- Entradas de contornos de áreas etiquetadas
********************
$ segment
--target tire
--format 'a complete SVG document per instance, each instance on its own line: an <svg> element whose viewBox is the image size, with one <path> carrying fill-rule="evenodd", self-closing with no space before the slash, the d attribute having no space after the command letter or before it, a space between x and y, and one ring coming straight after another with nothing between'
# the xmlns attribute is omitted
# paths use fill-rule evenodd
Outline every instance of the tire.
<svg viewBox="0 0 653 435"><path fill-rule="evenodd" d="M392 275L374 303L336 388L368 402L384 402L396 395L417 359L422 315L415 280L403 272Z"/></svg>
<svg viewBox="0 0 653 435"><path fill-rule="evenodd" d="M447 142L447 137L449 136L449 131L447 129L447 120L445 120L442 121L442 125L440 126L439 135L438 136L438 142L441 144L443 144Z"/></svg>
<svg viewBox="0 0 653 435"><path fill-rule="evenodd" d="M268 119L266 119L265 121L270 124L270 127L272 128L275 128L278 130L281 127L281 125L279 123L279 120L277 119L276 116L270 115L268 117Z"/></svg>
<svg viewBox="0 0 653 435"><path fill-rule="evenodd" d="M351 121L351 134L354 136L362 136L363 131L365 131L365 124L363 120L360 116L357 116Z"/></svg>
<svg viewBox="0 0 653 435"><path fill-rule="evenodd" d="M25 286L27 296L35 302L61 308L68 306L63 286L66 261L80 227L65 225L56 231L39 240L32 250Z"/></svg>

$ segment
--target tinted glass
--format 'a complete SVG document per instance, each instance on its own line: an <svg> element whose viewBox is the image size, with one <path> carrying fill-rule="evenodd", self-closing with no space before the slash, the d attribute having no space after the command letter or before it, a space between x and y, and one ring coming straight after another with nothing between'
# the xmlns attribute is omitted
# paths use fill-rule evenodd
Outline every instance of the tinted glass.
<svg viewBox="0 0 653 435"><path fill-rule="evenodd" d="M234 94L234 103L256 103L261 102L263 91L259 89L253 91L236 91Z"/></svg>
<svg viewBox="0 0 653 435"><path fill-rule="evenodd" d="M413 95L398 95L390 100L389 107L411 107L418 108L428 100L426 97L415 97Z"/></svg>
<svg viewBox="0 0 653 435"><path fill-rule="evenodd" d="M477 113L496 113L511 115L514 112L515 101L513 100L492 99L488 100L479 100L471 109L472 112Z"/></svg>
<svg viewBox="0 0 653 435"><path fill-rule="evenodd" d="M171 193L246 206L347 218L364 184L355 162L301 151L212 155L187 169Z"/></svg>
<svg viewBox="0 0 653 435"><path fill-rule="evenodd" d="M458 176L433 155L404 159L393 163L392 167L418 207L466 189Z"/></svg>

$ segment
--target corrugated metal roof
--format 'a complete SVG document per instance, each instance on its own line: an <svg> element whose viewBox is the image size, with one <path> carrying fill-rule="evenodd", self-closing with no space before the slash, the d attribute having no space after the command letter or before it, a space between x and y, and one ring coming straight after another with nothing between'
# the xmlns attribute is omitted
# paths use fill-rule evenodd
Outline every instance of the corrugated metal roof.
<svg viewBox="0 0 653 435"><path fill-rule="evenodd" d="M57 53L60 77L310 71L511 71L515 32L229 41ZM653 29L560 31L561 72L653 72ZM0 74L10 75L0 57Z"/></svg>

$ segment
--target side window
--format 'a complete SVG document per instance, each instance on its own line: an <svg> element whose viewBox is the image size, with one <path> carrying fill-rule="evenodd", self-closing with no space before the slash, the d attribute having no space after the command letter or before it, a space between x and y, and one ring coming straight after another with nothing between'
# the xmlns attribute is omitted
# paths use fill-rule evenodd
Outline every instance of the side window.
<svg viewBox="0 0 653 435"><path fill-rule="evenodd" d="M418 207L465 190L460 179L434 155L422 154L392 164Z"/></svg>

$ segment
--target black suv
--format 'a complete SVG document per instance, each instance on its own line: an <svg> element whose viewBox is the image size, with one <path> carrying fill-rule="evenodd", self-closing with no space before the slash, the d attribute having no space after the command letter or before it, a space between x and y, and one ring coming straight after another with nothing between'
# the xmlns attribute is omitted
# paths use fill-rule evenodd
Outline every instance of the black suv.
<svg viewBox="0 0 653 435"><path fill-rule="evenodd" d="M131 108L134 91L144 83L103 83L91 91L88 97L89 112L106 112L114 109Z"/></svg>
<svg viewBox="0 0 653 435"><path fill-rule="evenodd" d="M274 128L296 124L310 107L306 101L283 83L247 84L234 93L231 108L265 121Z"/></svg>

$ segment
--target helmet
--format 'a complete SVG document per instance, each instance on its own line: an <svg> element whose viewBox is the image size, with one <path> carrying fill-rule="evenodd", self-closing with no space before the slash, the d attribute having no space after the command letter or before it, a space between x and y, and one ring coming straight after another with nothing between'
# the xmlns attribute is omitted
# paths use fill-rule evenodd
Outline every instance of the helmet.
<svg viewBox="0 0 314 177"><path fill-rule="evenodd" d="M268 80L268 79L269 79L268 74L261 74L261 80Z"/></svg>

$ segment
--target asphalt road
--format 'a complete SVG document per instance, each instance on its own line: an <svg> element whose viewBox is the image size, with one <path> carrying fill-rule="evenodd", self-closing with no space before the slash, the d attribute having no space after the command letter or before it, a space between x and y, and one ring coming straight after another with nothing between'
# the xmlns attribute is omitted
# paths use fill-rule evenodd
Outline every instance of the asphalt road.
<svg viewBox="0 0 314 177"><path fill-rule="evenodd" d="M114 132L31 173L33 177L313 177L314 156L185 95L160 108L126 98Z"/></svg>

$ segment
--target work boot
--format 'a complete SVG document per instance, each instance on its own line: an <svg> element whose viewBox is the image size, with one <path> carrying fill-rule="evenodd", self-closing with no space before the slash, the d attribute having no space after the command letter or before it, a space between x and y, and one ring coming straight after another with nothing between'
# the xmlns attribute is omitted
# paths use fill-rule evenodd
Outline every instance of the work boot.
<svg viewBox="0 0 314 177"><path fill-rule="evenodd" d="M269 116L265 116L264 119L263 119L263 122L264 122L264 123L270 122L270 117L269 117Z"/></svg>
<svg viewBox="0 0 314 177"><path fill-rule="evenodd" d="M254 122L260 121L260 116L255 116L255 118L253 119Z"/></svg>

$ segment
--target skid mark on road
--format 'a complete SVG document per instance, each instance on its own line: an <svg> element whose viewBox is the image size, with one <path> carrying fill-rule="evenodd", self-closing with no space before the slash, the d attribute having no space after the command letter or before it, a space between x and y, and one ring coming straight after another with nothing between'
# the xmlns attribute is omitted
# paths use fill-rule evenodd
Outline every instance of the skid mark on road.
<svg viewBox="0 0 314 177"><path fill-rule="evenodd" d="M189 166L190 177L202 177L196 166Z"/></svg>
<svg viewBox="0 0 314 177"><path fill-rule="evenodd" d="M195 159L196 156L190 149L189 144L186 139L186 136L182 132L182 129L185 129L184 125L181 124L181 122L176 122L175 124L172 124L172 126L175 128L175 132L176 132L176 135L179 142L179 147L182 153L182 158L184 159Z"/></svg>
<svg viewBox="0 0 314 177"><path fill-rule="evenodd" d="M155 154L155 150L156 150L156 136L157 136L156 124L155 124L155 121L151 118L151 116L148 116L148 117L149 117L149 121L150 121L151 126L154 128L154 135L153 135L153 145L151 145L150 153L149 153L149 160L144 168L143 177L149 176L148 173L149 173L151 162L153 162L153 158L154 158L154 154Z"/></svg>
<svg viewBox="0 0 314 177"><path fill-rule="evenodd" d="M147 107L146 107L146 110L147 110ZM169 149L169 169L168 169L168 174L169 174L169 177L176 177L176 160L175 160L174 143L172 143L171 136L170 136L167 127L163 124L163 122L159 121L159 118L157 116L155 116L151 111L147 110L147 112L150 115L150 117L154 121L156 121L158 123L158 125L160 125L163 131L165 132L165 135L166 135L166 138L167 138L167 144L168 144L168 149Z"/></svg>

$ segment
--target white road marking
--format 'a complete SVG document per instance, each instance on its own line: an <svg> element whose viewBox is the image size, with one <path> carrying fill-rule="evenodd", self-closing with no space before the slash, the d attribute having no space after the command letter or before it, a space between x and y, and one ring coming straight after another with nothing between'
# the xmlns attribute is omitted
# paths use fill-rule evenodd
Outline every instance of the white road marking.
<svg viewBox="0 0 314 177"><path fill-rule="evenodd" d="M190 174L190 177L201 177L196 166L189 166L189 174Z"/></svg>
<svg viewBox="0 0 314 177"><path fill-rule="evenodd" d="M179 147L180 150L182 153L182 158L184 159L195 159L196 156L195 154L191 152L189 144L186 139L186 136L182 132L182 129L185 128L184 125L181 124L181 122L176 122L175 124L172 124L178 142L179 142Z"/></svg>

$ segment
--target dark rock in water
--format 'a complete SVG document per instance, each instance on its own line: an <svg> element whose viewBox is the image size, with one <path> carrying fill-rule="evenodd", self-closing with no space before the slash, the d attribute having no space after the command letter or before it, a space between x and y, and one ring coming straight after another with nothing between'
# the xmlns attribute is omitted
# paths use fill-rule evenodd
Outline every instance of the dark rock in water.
********************
- Detalles del problema
Imprime sin ningún cambio los registros desde su comienzo hasta la línea que contiene "142L447 137L449 136L449", incluidos ambos extremos.

- Solución desarrollada
$ segment
--target tire
--format 'a complete SVG document per instance, each instance on its own line: an <svg> element whose viewBox is the image size, with one <path> carrying fill-rule="evenodd", self-closing with no space before the slash, the d attribute having no space after the command letter or before it, a space between x and y, and one ring coming straight after another with nothing between'
# the xmlns attribute is omitted
# paths use fill-rule evenodd
Outline every instance of the tire.
<svg viewBox="0 0 653 435"><path fill-rule="evenodd" d="M392 275L374 303L336 388L368 402L384 402L396 395L417 359L422 315L415 280L403 272Z"/></svg>
<svg viewBox="0 0 653 435"><path fill-rule="evenodd" d="M447 142L447 137L449 136L449 131L447 129L447 120L445 120L442 121L442 125L440 126L439 135L438 136L438 142L441 144L443 144Z"/></svg>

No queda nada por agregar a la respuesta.